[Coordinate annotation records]
▬▬▬▬▬▬

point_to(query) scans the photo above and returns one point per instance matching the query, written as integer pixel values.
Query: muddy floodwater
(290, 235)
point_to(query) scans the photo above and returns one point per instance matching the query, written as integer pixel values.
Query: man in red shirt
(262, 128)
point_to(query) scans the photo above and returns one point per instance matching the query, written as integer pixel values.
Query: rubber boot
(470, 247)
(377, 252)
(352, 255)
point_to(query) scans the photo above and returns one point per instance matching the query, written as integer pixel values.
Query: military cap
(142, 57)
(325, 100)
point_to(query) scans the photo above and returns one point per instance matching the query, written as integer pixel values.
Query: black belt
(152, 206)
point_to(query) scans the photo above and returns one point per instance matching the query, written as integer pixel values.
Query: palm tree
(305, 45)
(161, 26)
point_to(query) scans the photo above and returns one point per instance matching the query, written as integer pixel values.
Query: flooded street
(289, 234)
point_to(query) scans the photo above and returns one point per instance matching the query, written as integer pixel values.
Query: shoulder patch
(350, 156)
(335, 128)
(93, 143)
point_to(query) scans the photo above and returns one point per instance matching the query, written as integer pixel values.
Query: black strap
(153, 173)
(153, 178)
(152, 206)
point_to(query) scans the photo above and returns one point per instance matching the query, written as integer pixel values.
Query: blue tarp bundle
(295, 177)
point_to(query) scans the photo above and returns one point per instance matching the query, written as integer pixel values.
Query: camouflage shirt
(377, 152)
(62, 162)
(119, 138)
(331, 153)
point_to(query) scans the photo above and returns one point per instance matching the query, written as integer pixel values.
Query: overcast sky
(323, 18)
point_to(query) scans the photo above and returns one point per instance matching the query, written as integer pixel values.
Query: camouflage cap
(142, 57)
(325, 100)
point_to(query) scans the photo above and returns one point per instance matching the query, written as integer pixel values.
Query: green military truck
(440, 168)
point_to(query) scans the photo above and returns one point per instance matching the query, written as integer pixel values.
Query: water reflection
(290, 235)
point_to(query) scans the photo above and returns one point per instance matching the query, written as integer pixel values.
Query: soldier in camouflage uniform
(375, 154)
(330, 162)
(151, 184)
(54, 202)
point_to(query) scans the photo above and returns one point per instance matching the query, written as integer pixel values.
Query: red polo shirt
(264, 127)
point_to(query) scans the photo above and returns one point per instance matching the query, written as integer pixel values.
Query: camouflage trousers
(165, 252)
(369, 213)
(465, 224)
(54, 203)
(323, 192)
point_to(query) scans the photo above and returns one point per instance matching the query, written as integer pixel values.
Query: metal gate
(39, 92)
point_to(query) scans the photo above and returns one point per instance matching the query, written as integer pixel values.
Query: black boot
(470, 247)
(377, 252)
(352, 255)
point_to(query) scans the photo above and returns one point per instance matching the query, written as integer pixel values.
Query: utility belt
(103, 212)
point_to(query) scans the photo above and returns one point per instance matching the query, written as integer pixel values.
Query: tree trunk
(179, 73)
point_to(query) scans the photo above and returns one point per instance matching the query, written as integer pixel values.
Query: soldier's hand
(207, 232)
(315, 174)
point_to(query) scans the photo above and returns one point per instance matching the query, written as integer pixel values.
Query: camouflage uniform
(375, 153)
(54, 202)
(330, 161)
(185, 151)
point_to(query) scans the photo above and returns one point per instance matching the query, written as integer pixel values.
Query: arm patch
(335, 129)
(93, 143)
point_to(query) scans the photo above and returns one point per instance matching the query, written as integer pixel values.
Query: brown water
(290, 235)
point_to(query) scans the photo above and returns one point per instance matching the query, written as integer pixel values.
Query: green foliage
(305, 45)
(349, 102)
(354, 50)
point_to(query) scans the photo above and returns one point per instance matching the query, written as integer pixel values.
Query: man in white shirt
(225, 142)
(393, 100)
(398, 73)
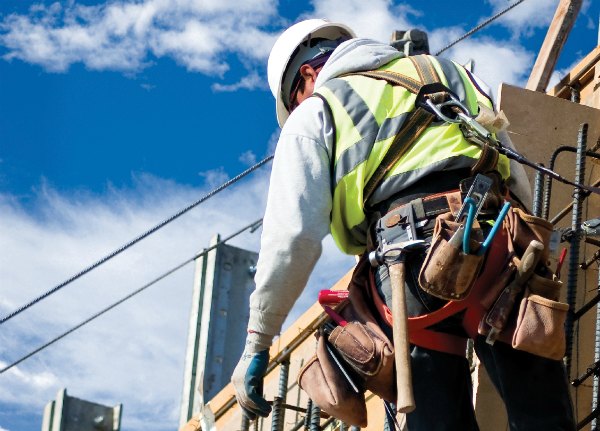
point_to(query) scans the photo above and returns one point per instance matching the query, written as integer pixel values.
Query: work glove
(248, 376)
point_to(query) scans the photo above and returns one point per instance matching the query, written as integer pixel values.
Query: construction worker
(334, 129)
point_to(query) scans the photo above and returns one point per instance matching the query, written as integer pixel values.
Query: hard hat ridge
(298, 44)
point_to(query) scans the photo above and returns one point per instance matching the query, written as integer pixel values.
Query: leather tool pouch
(328, 388)
(364, 346)
(537, 324)
(362, 349)
(448, 273)
(540, 325)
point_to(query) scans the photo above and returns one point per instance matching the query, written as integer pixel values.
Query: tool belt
(476, 287)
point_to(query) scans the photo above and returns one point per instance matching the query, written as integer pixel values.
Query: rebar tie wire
(479, 27)
(136, 240)
(252, 227)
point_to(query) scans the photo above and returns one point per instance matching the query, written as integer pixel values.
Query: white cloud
(134, 354)
(124, 35)
(248, 158)
(494, 62)
(253, 80)
(360, 16)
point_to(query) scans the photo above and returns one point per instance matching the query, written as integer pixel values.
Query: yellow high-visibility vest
(367, 114)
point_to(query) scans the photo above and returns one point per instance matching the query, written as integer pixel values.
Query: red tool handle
(332, 296)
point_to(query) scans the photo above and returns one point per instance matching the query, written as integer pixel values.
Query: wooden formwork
(539, 124)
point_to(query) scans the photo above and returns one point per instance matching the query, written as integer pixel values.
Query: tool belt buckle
(395, 232)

▬▬▬▬▬▬

TASK INSTRUCTIONS = Show each line of the material above that contains the string "shirt". Case counts.

TASK RESULT =
Query: man in red shirt
Query: camouflage shirt
Query: red polo shirt
Query: man in white shirt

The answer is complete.